*SELECTION*
[Begin]
Liane Marie Cartman is a fictional character in the adult animated television series South Park. She is the single mother of main character Eric, who raises him in the fictional town of South Park, Colorado. Liane is considered one of the more prominent parents of all the South Park parents, as she makes many appearances throughout the series.

Liane first appeared in the series' first episode "Cartman Gets an Anal Probe", which premiered on Comedy Central on August 13, 1997. Though the first episode, as well as the "Spirit of Christmas" shorts made by series co-creators Trey Parker and Matt Stone, were animated with construction paper through stop motion, after the series second episode, "Weight Gain 4000", she is animated with a computer and rendered to mimic that style. Liane is named after co-creator Parker's ex-fiancé Liane Adamo, who broke up after he discovered she had an affair. She was originally voiced by Mary Kay Bergman, and later Eliza Schneider, and currently April Stewart.
[End]
*EXERCISE 1*
Count the lines in the records below that contain the word "dark", and give only that number.

*DATA TO USE*
[Begin]
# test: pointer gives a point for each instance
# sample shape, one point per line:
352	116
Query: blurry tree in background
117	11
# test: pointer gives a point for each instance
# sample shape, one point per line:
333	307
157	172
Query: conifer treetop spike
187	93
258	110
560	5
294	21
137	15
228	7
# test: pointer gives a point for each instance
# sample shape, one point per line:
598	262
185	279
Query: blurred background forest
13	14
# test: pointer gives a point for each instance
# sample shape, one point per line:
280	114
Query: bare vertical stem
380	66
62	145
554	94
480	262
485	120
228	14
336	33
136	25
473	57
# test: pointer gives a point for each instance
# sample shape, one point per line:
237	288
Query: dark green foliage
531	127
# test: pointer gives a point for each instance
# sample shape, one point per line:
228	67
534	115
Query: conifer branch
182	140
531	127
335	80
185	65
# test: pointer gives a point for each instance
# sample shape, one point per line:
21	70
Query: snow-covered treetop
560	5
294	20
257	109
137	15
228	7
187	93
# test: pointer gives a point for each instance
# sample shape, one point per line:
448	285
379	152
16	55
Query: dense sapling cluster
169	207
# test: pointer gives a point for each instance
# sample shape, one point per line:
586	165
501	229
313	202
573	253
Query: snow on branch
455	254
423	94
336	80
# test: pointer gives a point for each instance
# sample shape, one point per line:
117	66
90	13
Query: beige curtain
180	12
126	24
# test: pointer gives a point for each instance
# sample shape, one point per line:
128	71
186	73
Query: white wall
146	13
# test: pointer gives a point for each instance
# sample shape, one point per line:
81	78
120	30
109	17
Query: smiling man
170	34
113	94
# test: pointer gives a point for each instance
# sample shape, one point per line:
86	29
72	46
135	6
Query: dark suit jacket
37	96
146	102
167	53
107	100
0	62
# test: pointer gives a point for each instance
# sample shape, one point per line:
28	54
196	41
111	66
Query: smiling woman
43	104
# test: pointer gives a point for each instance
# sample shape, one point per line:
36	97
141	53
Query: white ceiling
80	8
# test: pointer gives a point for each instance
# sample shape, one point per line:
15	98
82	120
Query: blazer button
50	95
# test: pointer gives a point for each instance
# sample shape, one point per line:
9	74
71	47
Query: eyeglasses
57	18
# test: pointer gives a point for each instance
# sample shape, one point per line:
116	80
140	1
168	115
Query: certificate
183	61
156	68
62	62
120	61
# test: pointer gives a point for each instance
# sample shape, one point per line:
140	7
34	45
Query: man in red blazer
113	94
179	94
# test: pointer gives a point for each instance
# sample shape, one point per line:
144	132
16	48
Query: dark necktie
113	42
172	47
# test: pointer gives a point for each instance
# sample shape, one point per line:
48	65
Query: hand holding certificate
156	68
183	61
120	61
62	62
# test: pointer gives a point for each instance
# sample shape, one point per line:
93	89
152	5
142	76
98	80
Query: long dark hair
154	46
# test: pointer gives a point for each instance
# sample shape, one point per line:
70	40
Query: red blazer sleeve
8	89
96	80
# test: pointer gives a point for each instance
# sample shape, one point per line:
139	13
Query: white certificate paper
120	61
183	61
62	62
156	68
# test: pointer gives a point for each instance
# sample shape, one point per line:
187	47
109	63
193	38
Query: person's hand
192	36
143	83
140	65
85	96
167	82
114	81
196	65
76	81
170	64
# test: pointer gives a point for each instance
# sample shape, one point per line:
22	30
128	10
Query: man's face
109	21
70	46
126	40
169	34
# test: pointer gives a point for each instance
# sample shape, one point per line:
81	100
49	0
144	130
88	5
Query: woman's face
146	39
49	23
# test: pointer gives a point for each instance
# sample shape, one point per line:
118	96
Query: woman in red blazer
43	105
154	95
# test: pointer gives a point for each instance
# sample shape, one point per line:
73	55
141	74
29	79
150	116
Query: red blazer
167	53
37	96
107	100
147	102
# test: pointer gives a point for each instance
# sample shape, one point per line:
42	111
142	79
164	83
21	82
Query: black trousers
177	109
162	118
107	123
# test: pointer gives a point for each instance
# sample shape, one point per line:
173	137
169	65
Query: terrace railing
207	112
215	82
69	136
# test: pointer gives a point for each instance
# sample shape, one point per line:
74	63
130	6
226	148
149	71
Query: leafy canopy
[End]
*EXERCISE 2*
Please reproduce the passage about Liane Cartman above word for word, in full.

*EXPECTED OUTPUT 1*
4

*EXPECTED OUTPUT 2*
Liane Marie Cartman is a fictional character in the adult animated television series South Park. She is the single mother of main character Eric, who raises him in the fictional town of South Park, Colorado. Liane is considered one of the more prominent parents of all the South Park parents, as she makes many appearances throughout the series.

Liane first appeared in the series' first episode "Cartman Gets an Anal Probe", which premiered on Comedy Central on August 13, 1997. Though the first episode, as well as the "Spirit of Christmas" shorts made by series co-creators Trey Parker and Matt Stone, were animated with construction paper through stop motion, after the series second episode, "Weight Gain 4000", she is animated with a computer and rendered to mimic that style. Liane is named after co-creator Parker's ex-fiancé Liane Adamo, who broke up after he discovered she had an affair. She was originally voiced by Mary Kay Bergman, and later Eliza Schneider, and currently April Stewart.